> _Instructions for the task_: Please filter the lines below, keeping each one that contains the string "sepia". Treat the match as case-sensitive.

┌─ Information given

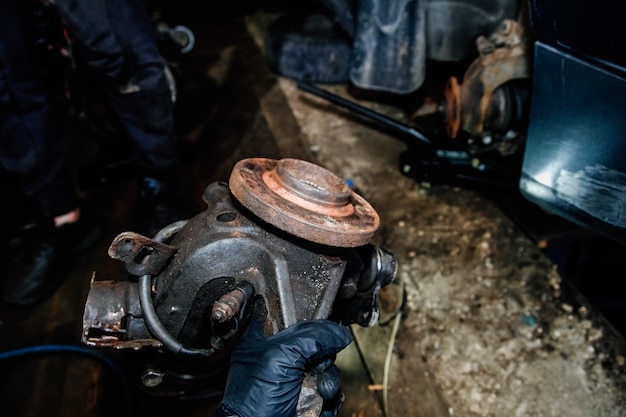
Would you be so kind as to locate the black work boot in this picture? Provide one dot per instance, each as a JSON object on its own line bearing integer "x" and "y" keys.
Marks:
{"x": 159, "y": 204}
{"x": 44, "y": 262}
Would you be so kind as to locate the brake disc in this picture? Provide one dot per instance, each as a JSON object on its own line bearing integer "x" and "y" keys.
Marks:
{"x": 305, "y": 200}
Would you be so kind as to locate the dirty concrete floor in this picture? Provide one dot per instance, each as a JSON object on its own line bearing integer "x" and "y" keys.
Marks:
{"x": 478, "y": 323}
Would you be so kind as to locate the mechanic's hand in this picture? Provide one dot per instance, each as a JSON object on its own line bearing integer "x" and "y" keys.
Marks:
{"x": 265, "y": 375}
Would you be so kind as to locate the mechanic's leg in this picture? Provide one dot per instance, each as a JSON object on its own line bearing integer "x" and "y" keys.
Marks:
{"x": 117, "y": 39}
{"x": 31, "y": 144}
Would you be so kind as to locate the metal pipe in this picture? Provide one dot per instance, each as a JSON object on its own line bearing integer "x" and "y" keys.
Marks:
{"x": 364, "y": 111}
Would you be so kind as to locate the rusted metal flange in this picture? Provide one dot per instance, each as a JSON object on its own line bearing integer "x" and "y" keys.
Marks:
{"x": 305, "y": 200}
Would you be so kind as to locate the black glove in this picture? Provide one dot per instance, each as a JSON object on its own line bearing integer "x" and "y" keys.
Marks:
{"x": 265, "y": 375}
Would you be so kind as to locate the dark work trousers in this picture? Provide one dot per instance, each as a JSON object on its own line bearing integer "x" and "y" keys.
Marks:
{"x": 30, "y": 139}
{"x": 117, "y": 40}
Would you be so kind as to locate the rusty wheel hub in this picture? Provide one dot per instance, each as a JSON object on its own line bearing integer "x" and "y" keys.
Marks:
{"x": 305, "y": 200}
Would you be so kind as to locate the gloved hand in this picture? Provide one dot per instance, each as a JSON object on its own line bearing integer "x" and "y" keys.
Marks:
{"x": 265, "y": 375}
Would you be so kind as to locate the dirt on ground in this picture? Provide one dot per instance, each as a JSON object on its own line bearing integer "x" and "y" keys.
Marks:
{"x": 489, "y": 325}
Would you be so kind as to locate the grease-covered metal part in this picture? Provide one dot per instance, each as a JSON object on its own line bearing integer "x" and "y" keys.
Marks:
{"x": 305, "y": 200}
{"x": 214, "y": 272}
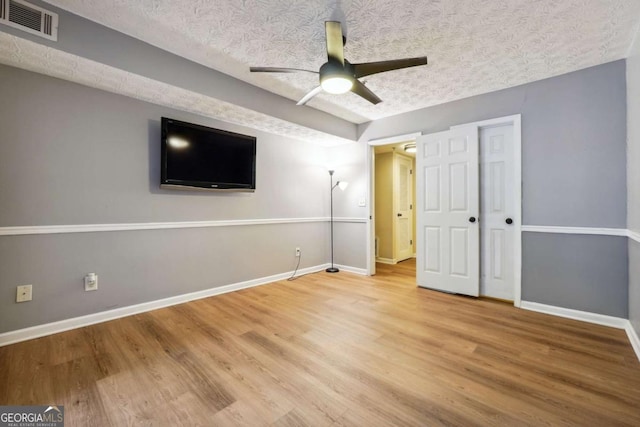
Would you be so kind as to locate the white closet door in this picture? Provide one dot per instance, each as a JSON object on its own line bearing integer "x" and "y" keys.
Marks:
{"x": 403, "y": 182}
{"x": 447, "y": 211}
{"x": 497, "y": 212}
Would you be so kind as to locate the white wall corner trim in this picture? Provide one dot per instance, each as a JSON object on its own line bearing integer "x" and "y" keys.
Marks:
{"x": 585, "y": 316}
{"x": 633, "y": 337}
{"x": 90, "y": 228}
{"x": 395, "y": 139}
{"x": 623, "y": 232}
{"x": 349, "y": 219}
{"x": 634, "y": 235}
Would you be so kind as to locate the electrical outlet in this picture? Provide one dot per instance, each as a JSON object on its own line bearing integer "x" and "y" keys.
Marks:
{"x": 91, "y": 282}
{"x": 24, "y": 293}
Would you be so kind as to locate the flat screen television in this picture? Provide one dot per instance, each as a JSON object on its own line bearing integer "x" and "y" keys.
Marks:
{"x": 203, "y": 158}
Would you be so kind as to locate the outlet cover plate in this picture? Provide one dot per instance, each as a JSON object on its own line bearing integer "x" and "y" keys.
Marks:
{"x": 24, "y": 293}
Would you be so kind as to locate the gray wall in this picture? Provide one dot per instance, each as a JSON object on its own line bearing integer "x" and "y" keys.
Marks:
{"x": 633, "y": 179}
{"x": 75, "y": 155}
{"x": 573, "y": 142}
{"x": 573, "y": 172}
{"x": 87, "y": 39}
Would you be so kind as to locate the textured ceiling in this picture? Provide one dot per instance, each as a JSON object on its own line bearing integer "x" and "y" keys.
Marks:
{"x": 473, "y": 46}
{"x": 21, "y": 53}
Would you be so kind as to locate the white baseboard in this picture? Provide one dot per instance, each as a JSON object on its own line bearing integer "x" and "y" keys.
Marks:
{"x": 633, "y": 337}
{"x": 348, "y": 269}
{"x": 585, "y": 316}
{"x": 104, "y": 316}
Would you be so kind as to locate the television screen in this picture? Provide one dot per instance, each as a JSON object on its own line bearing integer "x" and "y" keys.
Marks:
{"x": 199, "y": 157}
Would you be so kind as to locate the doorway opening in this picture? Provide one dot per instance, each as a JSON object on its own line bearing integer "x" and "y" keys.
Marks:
{"x": 492, "y": 259}
{"x": 394, "y": 202}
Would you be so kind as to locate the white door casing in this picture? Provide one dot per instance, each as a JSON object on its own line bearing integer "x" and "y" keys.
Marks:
{"x": 403, "y": 207}
{"x": 497, "y": 207}
{"x": 447, "y": 211}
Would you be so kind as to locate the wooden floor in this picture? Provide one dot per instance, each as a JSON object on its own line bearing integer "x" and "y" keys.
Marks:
{"x": 331, "y": 350}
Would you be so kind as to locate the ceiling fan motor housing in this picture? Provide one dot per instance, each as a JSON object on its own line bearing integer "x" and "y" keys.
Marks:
{"x": 337, "y": 78}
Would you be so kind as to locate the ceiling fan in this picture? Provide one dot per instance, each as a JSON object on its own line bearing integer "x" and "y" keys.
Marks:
{"x": 338, "y": 75}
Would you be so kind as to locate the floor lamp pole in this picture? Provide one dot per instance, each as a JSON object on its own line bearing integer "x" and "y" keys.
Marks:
{"x": 331, "y": 269}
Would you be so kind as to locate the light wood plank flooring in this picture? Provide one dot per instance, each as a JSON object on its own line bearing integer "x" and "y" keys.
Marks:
{"x": 331, "y": 350}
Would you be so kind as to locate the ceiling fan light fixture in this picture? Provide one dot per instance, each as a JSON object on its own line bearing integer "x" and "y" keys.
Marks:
{"x": 336, "y": 84}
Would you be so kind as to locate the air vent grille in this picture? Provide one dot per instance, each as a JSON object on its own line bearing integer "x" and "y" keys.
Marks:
{"x": 29, "y": 18}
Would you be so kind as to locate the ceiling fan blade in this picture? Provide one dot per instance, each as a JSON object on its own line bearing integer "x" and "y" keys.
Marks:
{"x": 310, "y": 95}
{"x": 335, "y": 43}
{"x": 368, "y": 68}
{"x": 360, "y": 89}
{"x": 278, "y": 70}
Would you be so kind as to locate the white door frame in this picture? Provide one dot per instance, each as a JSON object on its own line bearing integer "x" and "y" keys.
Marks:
{"x": 371, "y": 190}
{"x": 516, "y": 121}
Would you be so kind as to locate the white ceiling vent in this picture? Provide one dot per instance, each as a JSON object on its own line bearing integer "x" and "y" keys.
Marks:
{"x": 29, "y": 18}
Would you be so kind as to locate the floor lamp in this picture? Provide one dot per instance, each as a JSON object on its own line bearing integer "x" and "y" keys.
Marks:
{"x": 342, "y": 185}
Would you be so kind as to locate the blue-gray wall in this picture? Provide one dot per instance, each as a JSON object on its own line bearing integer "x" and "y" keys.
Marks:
{"x": 573, "y": 174}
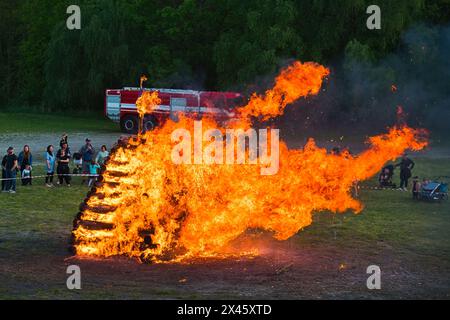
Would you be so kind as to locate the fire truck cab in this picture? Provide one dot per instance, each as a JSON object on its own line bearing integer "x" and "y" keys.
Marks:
{"x": 120, "y": 106}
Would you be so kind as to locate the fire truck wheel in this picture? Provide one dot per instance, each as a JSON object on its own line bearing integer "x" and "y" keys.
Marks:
{"x": 129, "y": 124}
{"x": 150, "y": 123}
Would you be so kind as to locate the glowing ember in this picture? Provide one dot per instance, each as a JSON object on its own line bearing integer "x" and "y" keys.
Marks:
{"x": 148, "y": 207}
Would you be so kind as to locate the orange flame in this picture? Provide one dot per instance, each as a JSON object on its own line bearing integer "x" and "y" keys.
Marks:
{"x": 152, "y": 209}
{"x": 147, "y": 102}
{"x": 296, "y": 81}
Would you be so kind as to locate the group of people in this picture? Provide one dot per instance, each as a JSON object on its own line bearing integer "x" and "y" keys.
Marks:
{"x": 87, "y": 162}
{"x": 406, "y": 165}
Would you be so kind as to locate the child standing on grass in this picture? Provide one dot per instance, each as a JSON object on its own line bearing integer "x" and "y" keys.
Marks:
{"x": 11, "y": 167}
{"x": 25, "y": 159}
{"x": 26, "y": 175}
{"x": 50, "y": 161}
{"x": 102, "y": 155}
{"x": 3, "y": 173}
{"x": 63, "y": 170}
{"x": 93, "y": 171}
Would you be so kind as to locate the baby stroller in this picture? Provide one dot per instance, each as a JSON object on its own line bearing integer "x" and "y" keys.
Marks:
{"x": 433, "y": 191}
{"x": 78, "y": 162}
{"x": 385, "y": 178}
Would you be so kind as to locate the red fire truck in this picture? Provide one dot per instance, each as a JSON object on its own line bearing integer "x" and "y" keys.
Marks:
{"x": 120, "y": 106}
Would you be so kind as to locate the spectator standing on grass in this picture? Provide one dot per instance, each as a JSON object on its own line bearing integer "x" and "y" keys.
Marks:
{"x": 11, "y": 167}
{"x": 93, "y": 171}
{"x": 87, "y": 152}
{"x": 3, "y": 173}
{"x": 64, "y": 139}
{"x": 50, "y": 159}
{"x": 26, "y": 175}
{"x": 102, "y": 155}
{"x": 62, "y": 169}
{"x": 25, "y": 159}
{"x": 406, "y": 165}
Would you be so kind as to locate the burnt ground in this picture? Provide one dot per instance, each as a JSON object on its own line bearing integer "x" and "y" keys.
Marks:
{"x": 289, "y": 272}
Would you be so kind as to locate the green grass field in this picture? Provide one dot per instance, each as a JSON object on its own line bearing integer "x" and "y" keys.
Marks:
{"x": 40, "y": 123}
{"x": 409, "y": 240}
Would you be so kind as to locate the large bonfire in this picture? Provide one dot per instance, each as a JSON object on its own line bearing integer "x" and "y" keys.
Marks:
{"x": 148, "y": 207}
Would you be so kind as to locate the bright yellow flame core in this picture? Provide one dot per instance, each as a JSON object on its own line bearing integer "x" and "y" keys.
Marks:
{"x": 168, "y": 212}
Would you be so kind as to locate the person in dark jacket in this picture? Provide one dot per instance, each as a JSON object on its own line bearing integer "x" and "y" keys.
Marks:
{"x": 25, "y": 159}
{"x": 4, "y": 173}
{"x": 62, "y": 169}
{"x": 406, "y": 165}
{"x": 11, "y": 165}
{"x": 87, "y": 152}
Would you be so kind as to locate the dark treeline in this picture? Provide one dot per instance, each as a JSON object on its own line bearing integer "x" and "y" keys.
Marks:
{"x": 215, "y": 45}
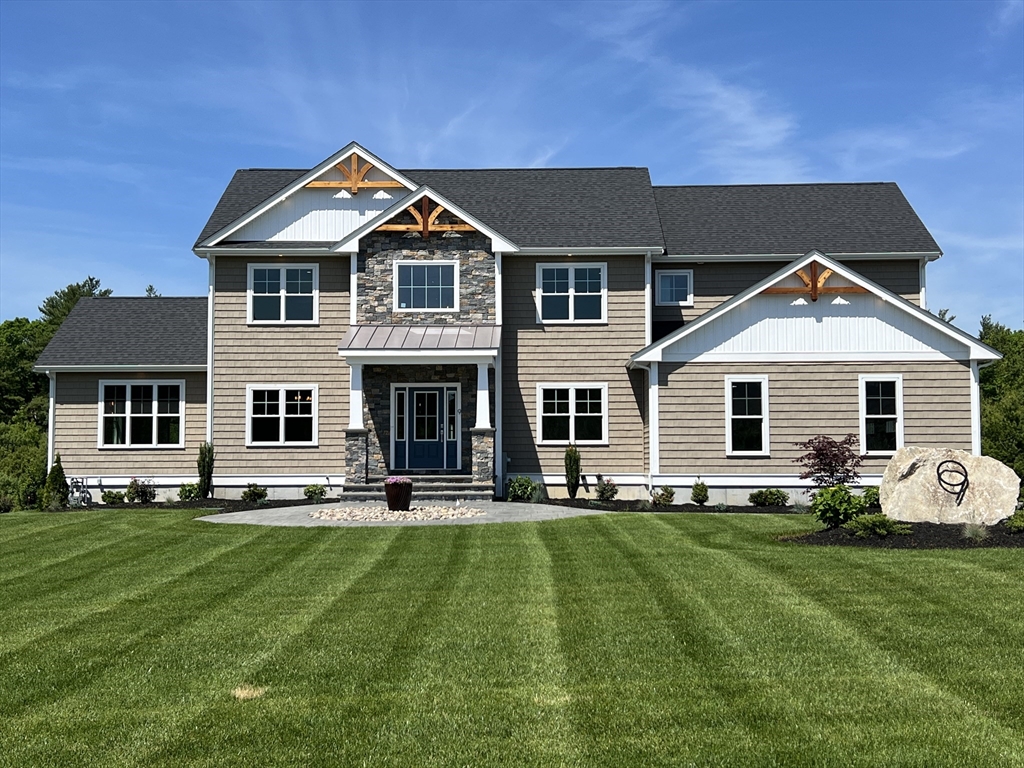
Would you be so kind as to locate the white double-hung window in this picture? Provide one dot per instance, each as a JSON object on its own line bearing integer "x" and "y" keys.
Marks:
{"x": 282, "y": 415}
{"x": 141, "y": 414}
{"x": 747, "y": 416}
{"x": 571, "y": 293}
{"x": 572, "y": 414}
{"x": 284, "y": 294}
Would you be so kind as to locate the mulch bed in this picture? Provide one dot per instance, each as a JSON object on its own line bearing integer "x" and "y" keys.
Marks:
{"x": 923, "y": 536}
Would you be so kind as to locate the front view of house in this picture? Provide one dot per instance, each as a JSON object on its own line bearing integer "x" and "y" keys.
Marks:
{"x": 364, "y": 321}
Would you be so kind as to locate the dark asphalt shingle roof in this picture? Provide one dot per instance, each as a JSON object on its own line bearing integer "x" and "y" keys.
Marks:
{"x": 135, "y": 331}
{"x": 790, "y": 219}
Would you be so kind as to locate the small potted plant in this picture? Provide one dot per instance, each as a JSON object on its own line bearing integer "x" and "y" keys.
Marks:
{"x": 398, "y": 492}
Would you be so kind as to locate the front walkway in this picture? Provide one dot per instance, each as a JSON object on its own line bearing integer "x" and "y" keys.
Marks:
{"x": 493, "y": 512}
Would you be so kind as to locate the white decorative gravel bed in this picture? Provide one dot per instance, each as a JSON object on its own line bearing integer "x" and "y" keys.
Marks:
{"x": 382, "y": 514}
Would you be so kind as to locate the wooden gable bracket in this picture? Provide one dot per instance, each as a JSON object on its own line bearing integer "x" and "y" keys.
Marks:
{"x": 814, "y": 285}
{"x": 354, "y": 177}
{"x": 426, "y": 221}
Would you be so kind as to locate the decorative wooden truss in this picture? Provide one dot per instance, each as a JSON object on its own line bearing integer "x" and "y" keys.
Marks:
{"x": 426, "y": 221}
{"x": 814, "y": 285}
{"x": 354, "y": 177}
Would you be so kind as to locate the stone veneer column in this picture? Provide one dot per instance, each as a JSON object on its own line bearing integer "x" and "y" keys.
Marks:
{"x": 356, "y": 464}
{"x": 483, "y": 455}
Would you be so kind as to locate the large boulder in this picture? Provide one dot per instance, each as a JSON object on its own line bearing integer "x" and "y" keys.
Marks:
{"x": 946, "y": 485}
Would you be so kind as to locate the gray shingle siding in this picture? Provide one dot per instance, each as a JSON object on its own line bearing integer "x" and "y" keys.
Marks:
{"x": 135, "y": 331}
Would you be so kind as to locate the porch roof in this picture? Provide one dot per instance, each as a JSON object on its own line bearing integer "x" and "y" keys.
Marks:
{"x": 429, "y": 338}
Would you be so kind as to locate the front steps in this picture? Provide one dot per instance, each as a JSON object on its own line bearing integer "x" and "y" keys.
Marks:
{"x": 427, "y": 488}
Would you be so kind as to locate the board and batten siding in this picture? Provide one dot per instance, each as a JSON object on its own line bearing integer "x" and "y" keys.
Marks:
{"x": 76, "y": 428}
{"x": 574, "y": 353}
{"x": 717, "y": 283}
{"x": 287, "y": 354}
{"x": 805, "y": 399}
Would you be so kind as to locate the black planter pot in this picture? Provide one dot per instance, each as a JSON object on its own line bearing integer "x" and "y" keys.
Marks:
{"x": 399, "y": 495}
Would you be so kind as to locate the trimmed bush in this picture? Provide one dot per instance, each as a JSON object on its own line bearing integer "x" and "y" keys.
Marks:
{"x": 520, "y": 489}
{"x": 314, "y": 493}
{"x": 140, "y": 491}
{"x": 769, "y": 498}
{"x": 55, "y": 488}
{"x": 664, "y": 497}
{"x": 572, "y": 470}
{"x": 254, "y": 494}
{"x": 205, "y": 466}
{"x": 188, "y": 492}
{"x": 878, "y": 524}
{"x": 836, "y": 506}
{"x": 698, "y": 494}
{"x": 606, "y": 489}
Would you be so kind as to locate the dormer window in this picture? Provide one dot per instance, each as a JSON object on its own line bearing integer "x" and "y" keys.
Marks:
{"x": 426, "y": 286}
{"x": 284, "y": 295}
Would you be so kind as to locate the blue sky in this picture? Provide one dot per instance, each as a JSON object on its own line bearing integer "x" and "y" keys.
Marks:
{"x": 121, "y": 123}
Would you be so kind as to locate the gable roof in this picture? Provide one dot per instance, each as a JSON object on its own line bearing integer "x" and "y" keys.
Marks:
{"x": 977, "y": 349}
{"x": 133, "y": 331}
{"x": 791, "y": 219}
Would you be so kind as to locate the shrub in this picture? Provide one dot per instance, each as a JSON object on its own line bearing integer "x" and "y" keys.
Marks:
{"x": 878, "y": 524}
{"x": 572, "y": 470}
{"x": 314, "y": 493}
{"x": 769, "y": 498}
{"x": 520, "y": 489}
{"x": 188, "y": 492}
{"x": 140, "y": 491}
{"x": 828, "y": 463}
{"x": 606, "y": 489}
{"x": 1015, "y": 523}
{"x": 254, "y": 494}
{"x": 55, "y": 488}
{"x": 205, "y": 466}
{"x": 664, "y": 497}
{"x": 836, "y": 506}
{"x": 698, "y": 494}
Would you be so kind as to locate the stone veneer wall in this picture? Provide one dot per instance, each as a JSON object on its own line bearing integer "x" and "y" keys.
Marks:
{"x": 377, "y": 382}
{"x": 476, "y": 278}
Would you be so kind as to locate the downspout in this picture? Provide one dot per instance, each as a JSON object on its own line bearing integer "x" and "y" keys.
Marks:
{"x": 50, "y": 425}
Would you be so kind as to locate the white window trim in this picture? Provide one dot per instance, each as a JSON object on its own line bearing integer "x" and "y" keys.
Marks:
{"x": 422, "y": 262}
{"x": 571, "y": 387}
{"x": 688, "y": 301}
{"x": 147, "y": 382}
{"x": 539, "y": 293}
{"x": 765, "y": 432}
{"x": 283, "y": 266}
{"x": 862, "y": 399}
{"x": 250, "y": 388}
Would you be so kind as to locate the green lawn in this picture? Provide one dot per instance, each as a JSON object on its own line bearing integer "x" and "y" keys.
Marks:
{"x": 615, "y": 640}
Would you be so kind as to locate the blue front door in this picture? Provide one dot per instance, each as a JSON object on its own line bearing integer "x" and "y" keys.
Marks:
{"x": 426, "y": 427}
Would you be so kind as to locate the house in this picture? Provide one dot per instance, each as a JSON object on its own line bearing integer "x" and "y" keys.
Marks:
{"x": 363, "y": 320}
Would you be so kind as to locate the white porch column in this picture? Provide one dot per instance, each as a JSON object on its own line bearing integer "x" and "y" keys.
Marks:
{"x": 355, "y": 396}
{"x": 482, "y": 397}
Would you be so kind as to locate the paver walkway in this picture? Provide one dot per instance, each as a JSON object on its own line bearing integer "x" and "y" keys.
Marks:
{"x": 493, "y": 512}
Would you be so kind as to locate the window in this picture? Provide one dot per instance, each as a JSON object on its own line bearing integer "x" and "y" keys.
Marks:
{"x": 284, "y": 294}
{"x": 141, "y": 414}
{"x": 571, "y": 293}
{"x": 747, "y": 416}
{"x": 675, "y": 288}
{"x": 426, "y": 286}
{"x": 881, "y": 414}
{"x": 282, "y": 415}
{"x": 572, "y": 413}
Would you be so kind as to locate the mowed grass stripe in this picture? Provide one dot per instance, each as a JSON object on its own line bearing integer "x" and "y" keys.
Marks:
{"x": 185, "y": 669}
{"x": 881, "y": 689}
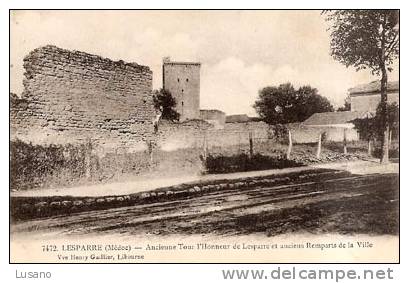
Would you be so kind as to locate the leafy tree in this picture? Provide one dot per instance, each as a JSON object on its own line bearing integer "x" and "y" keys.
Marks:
{"x": 165, "y": 102}
{"x": 367, "y": 39}
{"x": 370, "y": 127}
{"x": 285, "y": 104}
{"x": 346, "y": 106}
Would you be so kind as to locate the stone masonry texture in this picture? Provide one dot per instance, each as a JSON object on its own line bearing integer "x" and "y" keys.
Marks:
{"x": 72, "y": 96}
{"x": 182, "y": 80}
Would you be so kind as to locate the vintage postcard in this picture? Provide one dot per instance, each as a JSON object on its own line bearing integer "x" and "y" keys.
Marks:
{"x": 204, "y": 136}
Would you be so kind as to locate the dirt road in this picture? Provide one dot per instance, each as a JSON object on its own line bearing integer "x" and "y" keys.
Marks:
{"x": 330, "y": 202}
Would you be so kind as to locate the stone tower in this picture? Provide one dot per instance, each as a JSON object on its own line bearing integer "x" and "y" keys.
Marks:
{"x": 182, "y": 80}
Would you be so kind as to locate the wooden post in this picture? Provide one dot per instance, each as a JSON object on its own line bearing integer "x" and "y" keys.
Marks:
{"x": 319, "y": 146}
{"x": 251, "y": 144}
{"x": 150, "y": 150}
{"x": 290, "y": 144}
{"x": 205, "y": 147}
{"x": 369, "y": 147}
{"x": 390, "y": 136}
{"x": 88, "y": 149}
{"x": 345, "y": 141}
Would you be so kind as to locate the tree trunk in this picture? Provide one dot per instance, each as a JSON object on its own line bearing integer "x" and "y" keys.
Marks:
{"x": 384, "y": 104}
{"x": 251, "y": 144}
{"x": 290, "y": 144}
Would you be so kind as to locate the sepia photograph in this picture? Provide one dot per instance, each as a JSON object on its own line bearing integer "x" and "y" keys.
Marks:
{"x": 204, "y": 136}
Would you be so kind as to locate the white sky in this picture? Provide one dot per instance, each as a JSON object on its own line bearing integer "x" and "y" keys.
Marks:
{"x": 240, "y": 51}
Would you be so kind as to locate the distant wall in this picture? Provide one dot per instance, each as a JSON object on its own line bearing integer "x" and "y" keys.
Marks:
{"x": 215, "y": 117}
{"x": 369, "y": 101}
{"x": 70, "y": 96}
{"x": 303, "y": 134}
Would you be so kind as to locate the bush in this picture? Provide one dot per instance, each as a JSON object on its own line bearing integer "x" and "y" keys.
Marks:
{"x": 242, "y": 163}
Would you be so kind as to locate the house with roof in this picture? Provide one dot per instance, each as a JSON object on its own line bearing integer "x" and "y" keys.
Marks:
{"x": 364, "y": 101}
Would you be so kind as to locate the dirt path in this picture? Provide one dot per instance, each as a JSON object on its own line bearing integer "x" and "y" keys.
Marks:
{"x": 332, "y": 202}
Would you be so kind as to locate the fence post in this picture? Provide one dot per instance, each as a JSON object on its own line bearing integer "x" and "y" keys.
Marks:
{"x": 369, "y": 147}
{"x": 88, "y": 148}
{"x": 345, "y": 141}
{"x": 390, "y": 136}
{"x": 319, "y": 146}
{"x": 251, "y": 144}
{"x": 290, "y": 144}
{"x": 205, "y": 147}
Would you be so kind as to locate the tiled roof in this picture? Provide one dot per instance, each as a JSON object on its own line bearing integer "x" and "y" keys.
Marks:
{"x": 331, "y": 118}
{"x": 374, "y": 86}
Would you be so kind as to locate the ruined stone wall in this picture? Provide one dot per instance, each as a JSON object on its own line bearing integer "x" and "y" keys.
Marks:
{"x": 71, "y": 96}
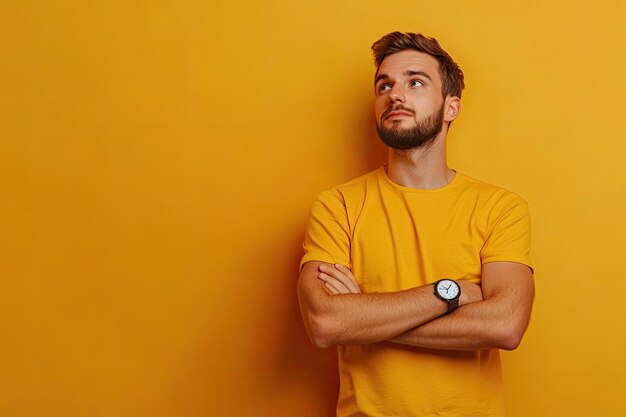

└─

> _In response_:
Would you be so kind as to locate the sepia photograph in this picture? Provide one dot per instance, each as a JSON object on its own line bearing integer "x" and "y" keys.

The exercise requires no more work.